§ What is being asked:
Only the pictures are dropped. Restate each line below word for word.

§ Record extracts:

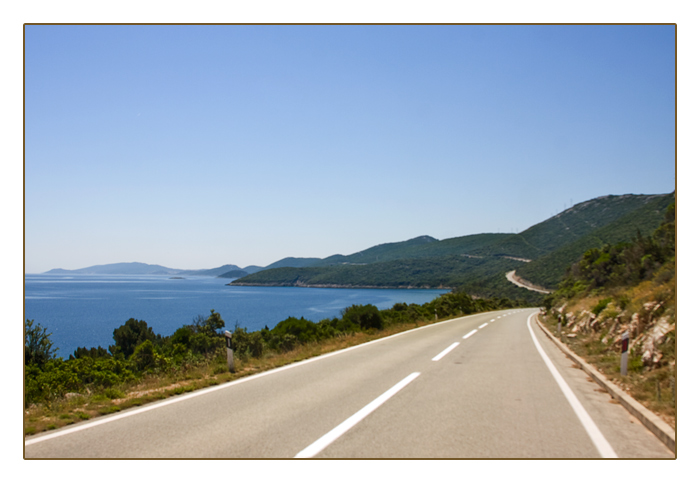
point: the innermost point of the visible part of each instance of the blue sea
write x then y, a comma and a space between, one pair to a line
84, 310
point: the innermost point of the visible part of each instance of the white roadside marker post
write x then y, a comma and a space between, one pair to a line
229, 350
559, 328
623, 358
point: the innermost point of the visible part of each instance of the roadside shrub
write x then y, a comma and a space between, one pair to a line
38, 348
303, 330
128, 336
144, 356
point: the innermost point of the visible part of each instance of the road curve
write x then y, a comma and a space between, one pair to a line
481, 386
519, 282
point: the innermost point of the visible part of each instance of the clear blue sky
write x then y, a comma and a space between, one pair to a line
197, 146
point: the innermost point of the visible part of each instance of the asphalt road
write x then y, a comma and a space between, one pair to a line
426, 393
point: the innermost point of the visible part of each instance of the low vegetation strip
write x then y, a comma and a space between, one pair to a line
143, 367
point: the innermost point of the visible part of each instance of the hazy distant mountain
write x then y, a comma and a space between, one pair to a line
478, 262
136, 268
211, 272
293, 262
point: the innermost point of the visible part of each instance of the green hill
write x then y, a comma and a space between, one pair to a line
567, 226
446, 272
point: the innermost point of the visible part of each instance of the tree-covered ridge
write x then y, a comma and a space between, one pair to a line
447, 272
570, 225
480, 261
624, 264
138, 352
550, 269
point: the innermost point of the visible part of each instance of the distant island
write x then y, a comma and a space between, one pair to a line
477, 263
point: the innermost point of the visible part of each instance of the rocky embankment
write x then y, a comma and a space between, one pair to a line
649, 330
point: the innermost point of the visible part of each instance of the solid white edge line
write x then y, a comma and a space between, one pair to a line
470, 334
601, 444
320, 444
444, 353
152, 406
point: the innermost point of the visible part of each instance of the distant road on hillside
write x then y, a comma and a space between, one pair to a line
473, 387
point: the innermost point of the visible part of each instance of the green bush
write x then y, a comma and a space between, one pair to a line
303, 330
130, 335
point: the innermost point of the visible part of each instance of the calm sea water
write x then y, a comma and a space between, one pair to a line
84, 310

§ Exercise result:
point: the innermost point of the visible part of each instance of the blue sea
write x then y, a comma and a space between, one pair to a line
84, 310
point: the innermost point of the visible part of each instance of the white roadside marker post
write x then y, a comma and a space between, one pair to a line
229, 350
559, 328
623, 358
point: the innermost point of the visible part of each instance of the roadside shrub
write x then y, a comma and a space between, one pair to a line
38, 348
303, 330
128, 336
144, 356
point: the innermost point of the visible part of each instance of the road curve
write x then y, a comma and a space between, one pair to a line
481, 386
519, 282
point: the innermost point of the visible part of each instance of the clear blue sky
write x then y, a comma and a space between, one pair to a line
197, 146
point: the innermost point of the visible part of each instance of the asphalt road
write x then y, a comma and a space between, one pair to a line
426, 393
point: the innermost point of the visible part of each instance of the low vegetation strip
write x then y, a comma and a space between, one pair to a line
143, 367
point: the innermost point of the visible part of each instance of the hazy distant mountain
write x then y, a comma and a space between, one pair to a line
478, 262
136, 268
211, 272
293, 262
point: the innermost point of the visible part of each instance of the green hill
write x then y, a comma and a space between, one pair to a line
567, 226
446, 272
point: the innermost point of the visible part of each instance of the tree-covered ridge
write x then y, a comma and a space between, one pair to a line
447, 272
570, 225
480, 261
624, 264
138, 352
550, 269
point: the innermost point of the visible part of each instance of the distant island
write x then y, a comma and a space between, one pair to a line
477, 263
point: the innermost point of the visible part of each instance of the rocky embankment
write x then y, a comma and a space between, one pair to a line
649, 330
point: the innermost point of the visible part of each instance of the solid white edge line
write x then y, a comma and a space between, one pair to a line
470, 334
601, 444
320, 444
444, 353
152, 406
point: the innermost point of the visible part of each instance of the distant road on hillside
write x then y, a comma and a space between, one pair to a line
473, 387
point: the innermost point of the visible part of each instance of the green bush
write x then y, a comma and a space between, one pair to a line
303, 330
130, 335
point: the innermost point of the visible part of each instance of the calm sea water
write x then y, a comma and a space between, one pair to a line
84, 310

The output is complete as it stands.